From the line that holds "like [544, 47]." to the last line of the data, copy everything exactly; leave out all the rest.
-----
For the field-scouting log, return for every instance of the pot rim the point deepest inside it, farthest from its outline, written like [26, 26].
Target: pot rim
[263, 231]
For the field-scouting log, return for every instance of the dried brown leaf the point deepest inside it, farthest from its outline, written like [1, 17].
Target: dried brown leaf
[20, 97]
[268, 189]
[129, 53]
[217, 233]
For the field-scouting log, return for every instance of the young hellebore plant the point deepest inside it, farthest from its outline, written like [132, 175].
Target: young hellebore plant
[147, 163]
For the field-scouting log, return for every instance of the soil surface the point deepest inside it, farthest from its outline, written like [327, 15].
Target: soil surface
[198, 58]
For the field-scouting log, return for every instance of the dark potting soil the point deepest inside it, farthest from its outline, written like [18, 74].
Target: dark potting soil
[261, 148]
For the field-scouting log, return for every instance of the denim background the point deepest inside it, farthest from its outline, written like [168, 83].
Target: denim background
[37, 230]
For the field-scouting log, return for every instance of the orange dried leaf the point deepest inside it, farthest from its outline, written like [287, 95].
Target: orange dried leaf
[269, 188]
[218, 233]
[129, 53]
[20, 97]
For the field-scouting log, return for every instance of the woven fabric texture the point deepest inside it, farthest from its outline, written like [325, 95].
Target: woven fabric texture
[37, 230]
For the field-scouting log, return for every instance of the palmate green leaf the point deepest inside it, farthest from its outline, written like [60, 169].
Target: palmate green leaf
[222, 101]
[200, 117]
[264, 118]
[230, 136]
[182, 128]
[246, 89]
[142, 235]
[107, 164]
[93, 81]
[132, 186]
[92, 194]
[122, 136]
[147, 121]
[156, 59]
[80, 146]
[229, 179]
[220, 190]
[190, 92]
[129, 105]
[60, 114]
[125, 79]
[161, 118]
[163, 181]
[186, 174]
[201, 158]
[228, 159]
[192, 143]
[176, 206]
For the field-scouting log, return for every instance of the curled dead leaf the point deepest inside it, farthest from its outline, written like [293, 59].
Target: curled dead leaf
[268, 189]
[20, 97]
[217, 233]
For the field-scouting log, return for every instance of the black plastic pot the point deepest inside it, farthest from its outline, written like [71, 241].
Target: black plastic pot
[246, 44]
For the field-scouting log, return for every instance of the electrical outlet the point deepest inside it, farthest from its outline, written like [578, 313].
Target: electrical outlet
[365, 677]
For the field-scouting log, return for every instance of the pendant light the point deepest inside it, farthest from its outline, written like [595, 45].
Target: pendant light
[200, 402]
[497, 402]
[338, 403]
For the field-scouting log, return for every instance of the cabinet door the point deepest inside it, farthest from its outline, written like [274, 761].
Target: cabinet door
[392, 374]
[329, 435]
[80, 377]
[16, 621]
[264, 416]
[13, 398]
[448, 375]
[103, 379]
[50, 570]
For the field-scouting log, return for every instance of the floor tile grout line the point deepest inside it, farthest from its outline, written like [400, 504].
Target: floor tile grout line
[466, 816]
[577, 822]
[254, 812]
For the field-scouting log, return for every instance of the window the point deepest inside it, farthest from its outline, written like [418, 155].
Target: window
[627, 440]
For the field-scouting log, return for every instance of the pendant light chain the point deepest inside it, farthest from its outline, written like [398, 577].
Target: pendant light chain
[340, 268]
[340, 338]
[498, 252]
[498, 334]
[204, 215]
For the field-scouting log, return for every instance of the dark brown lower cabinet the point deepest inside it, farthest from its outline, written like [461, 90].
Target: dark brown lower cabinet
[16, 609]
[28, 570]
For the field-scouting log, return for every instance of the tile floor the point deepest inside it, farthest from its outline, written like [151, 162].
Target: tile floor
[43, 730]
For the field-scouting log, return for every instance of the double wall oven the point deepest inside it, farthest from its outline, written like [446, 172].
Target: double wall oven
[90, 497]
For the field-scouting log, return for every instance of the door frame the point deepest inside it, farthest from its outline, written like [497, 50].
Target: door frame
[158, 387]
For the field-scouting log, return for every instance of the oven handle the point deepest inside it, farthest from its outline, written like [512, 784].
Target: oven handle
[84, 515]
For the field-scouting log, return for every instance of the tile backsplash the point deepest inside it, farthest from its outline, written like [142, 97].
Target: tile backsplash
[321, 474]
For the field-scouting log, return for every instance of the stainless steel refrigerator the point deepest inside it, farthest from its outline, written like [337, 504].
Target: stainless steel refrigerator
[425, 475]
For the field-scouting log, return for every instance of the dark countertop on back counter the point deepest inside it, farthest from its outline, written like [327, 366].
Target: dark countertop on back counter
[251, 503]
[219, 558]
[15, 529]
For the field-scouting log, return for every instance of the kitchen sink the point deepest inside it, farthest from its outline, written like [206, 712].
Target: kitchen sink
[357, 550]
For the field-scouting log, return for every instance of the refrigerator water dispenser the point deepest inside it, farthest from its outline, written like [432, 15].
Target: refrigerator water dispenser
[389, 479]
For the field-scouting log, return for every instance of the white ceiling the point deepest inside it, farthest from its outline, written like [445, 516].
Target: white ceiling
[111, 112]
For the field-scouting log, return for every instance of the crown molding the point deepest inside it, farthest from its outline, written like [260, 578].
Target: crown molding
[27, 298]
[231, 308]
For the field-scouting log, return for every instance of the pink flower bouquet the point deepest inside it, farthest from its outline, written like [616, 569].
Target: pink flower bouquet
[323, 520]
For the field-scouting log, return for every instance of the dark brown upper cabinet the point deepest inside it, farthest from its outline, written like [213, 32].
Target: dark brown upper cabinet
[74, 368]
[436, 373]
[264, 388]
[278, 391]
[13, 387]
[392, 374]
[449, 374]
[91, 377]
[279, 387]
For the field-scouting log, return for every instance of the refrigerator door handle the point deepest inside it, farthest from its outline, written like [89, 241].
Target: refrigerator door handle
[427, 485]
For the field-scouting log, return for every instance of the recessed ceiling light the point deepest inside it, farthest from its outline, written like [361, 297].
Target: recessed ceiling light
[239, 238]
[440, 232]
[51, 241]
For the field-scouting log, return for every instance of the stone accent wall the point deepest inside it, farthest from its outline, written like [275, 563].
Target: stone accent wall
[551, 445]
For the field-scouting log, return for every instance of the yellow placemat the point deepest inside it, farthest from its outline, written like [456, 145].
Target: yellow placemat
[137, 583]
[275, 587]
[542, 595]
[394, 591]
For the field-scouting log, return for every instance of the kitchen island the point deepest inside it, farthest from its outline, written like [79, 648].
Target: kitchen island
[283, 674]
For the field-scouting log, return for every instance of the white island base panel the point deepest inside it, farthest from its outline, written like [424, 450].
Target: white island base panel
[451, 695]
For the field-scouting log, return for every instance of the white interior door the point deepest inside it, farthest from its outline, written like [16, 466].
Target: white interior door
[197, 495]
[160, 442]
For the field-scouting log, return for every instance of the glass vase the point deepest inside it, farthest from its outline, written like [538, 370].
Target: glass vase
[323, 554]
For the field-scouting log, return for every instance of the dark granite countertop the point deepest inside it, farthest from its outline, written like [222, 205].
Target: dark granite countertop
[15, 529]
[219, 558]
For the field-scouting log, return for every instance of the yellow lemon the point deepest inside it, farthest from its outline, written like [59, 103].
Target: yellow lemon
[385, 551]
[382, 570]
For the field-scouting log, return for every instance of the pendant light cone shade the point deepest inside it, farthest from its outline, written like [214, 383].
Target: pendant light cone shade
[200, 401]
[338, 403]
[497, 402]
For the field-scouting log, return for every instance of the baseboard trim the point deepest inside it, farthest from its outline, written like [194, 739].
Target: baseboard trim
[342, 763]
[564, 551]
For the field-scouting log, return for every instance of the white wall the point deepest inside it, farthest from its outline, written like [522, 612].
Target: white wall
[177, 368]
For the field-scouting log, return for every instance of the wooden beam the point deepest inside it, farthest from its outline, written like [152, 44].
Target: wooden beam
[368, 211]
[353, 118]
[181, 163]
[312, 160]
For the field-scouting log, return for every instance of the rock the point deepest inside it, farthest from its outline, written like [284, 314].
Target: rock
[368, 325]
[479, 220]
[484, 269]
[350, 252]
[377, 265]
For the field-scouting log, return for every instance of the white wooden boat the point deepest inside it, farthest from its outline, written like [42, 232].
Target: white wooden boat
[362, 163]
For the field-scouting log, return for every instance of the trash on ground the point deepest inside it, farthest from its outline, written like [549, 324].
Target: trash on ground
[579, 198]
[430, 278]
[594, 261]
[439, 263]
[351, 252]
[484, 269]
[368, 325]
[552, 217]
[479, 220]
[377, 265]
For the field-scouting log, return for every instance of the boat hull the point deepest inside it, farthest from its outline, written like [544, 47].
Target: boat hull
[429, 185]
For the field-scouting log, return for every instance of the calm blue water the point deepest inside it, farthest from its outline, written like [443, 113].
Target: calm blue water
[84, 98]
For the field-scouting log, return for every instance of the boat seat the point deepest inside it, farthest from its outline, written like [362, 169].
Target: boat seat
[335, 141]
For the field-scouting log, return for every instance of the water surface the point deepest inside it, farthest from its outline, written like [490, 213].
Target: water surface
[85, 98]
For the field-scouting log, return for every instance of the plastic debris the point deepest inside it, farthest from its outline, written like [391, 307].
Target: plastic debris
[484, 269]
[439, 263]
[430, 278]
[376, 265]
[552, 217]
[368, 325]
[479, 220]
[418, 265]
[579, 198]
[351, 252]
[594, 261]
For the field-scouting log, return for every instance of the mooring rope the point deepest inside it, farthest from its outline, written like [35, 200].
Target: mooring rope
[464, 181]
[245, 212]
-----
**The answer:**
For the field-scouting log, return for every instance of the boat hull the point deepest inside it, farthest from its outline, written like [544, 47].
Target: boat hull
[429, 185]
For the field-scouting log, return for every instance of the calm blue water the point deepest inside it, farthest from its outline, written like [443, 113].
Target: calm blue water
[84, 98]
For the field-scouting log, return for every instance of the boat seat the point deepest inside it, farthest from its outline, written like [362, 169].
Target: boat seat
[335, 141]
For the field-scouting log, return for every instance of the water surface the point deepest inside it, farthest from its outline, written like [490, 213].
Target: water surface
[85, 98]
For the field-scouting log, return for every instance of the plastic debris the point deepest inside it, farthest from its outline, written like [391, 307].
Target: plastic debris
[484, 269]
[439, 263]
[430, 278]
[376, 265]
[552, 217]
[368, 325]
[479, 220]
[418, 265]
[579, 198]
[351, 252]
[594, 261]
For the field-scouting log, return for every instance of the mooring rope the point deepest inside it, farthest from its outline, written like [35, 200].
Target: mooring rope
[464, 181]
[245, 212]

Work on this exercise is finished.